__Data provided__
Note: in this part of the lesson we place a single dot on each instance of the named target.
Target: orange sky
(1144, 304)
* * *
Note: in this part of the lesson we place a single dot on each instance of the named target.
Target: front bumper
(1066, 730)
* * *
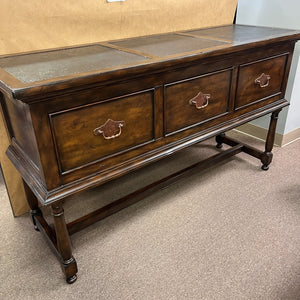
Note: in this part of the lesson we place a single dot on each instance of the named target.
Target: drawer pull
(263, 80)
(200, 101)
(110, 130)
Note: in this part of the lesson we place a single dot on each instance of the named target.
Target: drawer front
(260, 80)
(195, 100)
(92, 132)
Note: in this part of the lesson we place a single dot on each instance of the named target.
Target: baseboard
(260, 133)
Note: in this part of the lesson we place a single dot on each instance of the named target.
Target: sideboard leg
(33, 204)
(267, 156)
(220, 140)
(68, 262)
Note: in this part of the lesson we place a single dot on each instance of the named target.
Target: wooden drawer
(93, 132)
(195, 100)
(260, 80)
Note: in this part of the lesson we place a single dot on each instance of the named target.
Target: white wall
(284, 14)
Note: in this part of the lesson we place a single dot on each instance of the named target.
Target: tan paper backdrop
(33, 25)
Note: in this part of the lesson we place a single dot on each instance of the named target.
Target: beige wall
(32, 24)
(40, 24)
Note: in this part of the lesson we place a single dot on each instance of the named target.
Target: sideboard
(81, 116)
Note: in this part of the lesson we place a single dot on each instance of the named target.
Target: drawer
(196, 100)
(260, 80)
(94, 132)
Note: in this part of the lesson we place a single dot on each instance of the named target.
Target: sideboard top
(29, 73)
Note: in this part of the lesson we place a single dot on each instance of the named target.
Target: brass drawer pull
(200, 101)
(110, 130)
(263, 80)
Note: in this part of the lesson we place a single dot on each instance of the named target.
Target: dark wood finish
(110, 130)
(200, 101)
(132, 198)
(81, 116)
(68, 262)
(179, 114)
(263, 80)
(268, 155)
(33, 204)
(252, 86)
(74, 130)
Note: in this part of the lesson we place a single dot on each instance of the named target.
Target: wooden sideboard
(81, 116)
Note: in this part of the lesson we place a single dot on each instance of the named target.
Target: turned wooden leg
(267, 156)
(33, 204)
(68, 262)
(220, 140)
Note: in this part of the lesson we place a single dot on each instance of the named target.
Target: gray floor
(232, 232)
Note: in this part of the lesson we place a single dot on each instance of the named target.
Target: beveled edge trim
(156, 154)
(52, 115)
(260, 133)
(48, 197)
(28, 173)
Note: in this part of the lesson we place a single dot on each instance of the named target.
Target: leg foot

__Required action__
Set down, exactly as they appear above, all lines from the one that has "Target: white wall" down to the one that has "Target: leg foot", including those two and no others.

__Output for this exercise__
Target: white wall
(284, 14)
Note: in this part of the lesson we place a single dot on each instance of the named target.
Target: tan paper backdrop
(33, 25)
Note: in this part of the lesson we place a single dot on each instance of the named target.
Target: beige wall
(32, 24)
(40, 24)
Note: in this part of the lesson we place a single dot on each instance of the named target.
Target: sideboard
(81, 116)
Note: in this part of the lesson we place a single dot on each instance of the named target.
Target: drawer
(196, 100)
(260, 80)
(94, 132)
Note: in this part of the lesson we place a single dot on each instance of the named target.
Target: sideboard top
(29, 73)
Note: in this part of the lesson we place a single dot on each instance of the named target.
Target: brass drawer pull
(200, 101)
(110, 130)
(263, 80)
Note: in this part of the lesson we place a single dot on each instance of the named target.
Target: dark wood finish
(110, 130)
(200, 101)
(132, 198)
(81, 116)
(68, 262)
(179, 114)
(263, 80)
(268, 155)
(33, 204)
(252, 86)
(74, 130)
Note: in this part of the lesson we place a single dot on each instance of the named target.
Target: wooden sideboard
(81, 116)
Note: in this part of the lesson we place a single dot on each instance of the named target.
Target: turned wooden leg
(267, 156)
(33, 204)
(68, 262)
(220, 140)
Note: in this part of the lesson we place a single dot on each instance of the named target.
Target: gray floor
(232, 232)
Note: in this part of the lesson we place a single dot on each instance of the named target.
Target: beveled edge trim
(156, 154)
(52, 115)
(260, 133)
(48, 197)
(28, 173)
Note: in this part of the lesson we place a single dot on each instance of the named target.
Target: leg foot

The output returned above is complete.